DATA FOR PROCESSING =>

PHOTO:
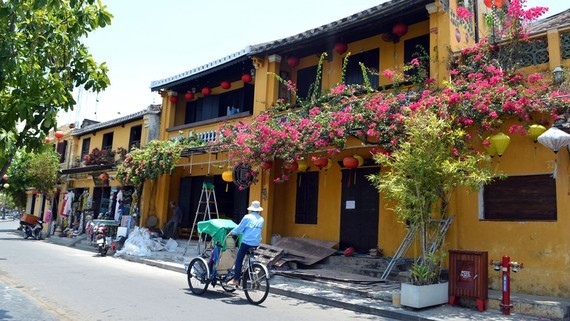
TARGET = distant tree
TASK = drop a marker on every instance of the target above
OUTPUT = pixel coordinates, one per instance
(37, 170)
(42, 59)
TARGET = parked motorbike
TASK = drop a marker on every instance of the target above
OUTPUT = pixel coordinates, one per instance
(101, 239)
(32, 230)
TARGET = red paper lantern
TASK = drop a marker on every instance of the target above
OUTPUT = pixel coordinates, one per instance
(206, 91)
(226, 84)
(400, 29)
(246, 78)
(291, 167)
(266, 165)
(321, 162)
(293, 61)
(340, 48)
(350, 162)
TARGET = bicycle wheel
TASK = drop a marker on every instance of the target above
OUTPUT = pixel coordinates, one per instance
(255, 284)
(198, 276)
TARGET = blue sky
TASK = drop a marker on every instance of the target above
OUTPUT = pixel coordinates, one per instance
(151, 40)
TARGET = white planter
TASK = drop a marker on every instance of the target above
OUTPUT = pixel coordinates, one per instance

...

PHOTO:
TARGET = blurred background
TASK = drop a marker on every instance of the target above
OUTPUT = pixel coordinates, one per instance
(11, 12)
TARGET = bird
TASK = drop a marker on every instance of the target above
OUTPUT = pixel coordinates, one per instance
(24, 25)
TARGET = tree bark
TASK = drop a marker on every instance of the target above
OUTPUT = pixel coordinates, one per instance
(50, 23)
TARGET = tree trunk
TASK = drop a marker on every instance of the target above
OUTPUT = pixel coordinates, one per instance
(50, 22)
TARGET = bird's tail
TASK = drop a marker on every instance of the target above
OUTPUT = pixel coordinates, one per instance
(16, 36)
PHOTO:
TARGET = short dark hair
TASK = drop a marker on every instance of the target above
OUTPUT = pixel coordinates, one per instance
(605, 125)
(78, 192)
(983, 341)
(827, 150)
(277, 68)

* * *

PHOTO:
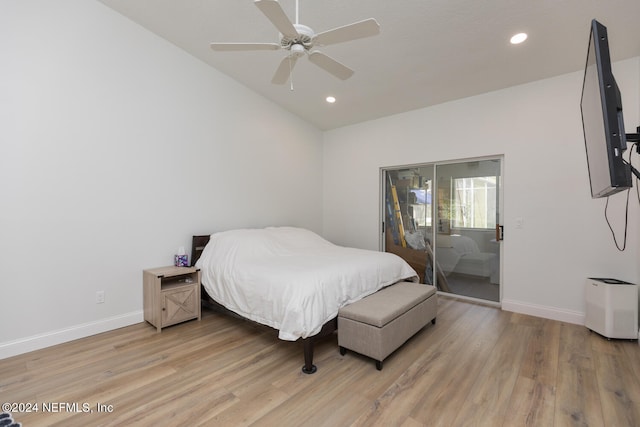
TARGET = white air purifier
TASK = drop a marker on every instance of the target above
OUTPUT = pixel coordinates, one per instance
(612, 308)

TASK STATEMENT =>
When a line in the listing has the string "tree" in it, return that line.

RESULT FOR THIS TASK =>
TARGET = distant tree
TARGET = tree bark
TARGET = tree trunk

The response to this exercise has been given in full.